## To be done:
**A.** From the playoff discussion below, list every calendar month it names.
**B.** Using the playoff discussion below, mark each statement yes or no, and quote the words that decide it. (i) One commenter proposes eliminating spring practice. (ii) One commenter states that the number of playoff teams was always 12. (iii) Under the 16-team format described, conference winners would have to compete for at-large bids.

## Source text:
## begin
Watching TCU kick the **** out of Ole Miss in the bowl was one of my favorite college football games.
Wait, you mean the regular season didn’t matter?
 
Hear me out:

DOUBLE LOSS elimination playoffs.

Think on it before ya'll react.

Before uou know it, year round season.

I like it.

I was thinking best 2 out of 3, each team with a home game with a neutral site for the possible third. A week between games with an extra week between rounds. Start the playoffs in December and be done by June. Eliminate spring practice. Take July off and then start up training camp in August.
 
I mean if you just imagine it like every conference does a 4 team playoff to determine the winner then the winner of the 4 major conferences do a 4 team playoff….
12 or 16 is a good number imo.

College football is the only team sport in the world where you can win your conference/division and have no shot at the big dance. It’s corruption, hypocrisy, and elitism in its purest form.

The number was always 16. Conference winners gets automatic bids and 5 at large ( well before the Pac12 died anyways). Use the old BCS formula to select at large bids ( good mix of human eye test and “unbiased” computers).
## end
## Rows:
## begin
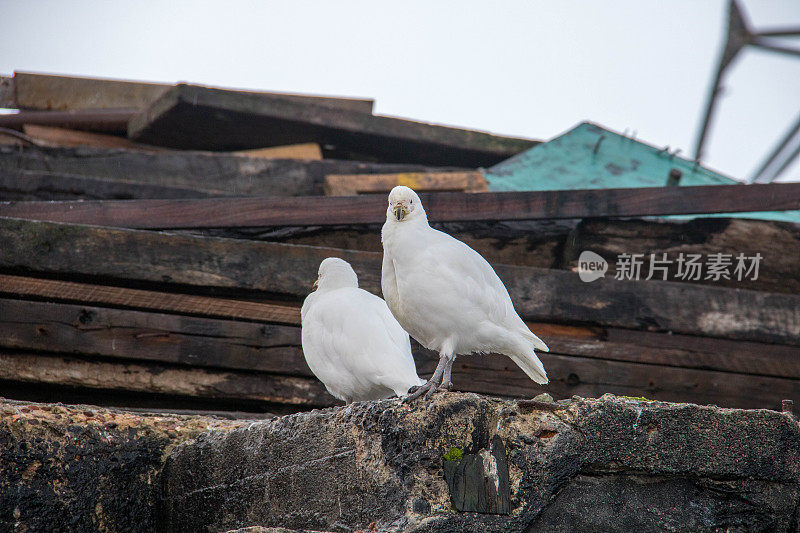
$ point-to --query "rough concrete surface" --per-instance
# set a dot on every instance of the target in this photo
(84, 468)
(605, 465)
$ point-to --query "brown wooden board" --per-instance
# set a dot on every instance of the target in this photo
(538, 243)
(7, 93)
(289, 271)
(149, 378)
(442, 207)
(290, 151)
(228, 174)
(141, 299)
(49, 91)
(201, 118)
(27, 185)
(148, 337)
## end
## Task responses:
**A.** December, June, July, August

**B.**
(i) Yes: "Eliminate spring practice."
(ii) No: "The number was always 16."
(iii) No: "Conference winners gets automatic bids"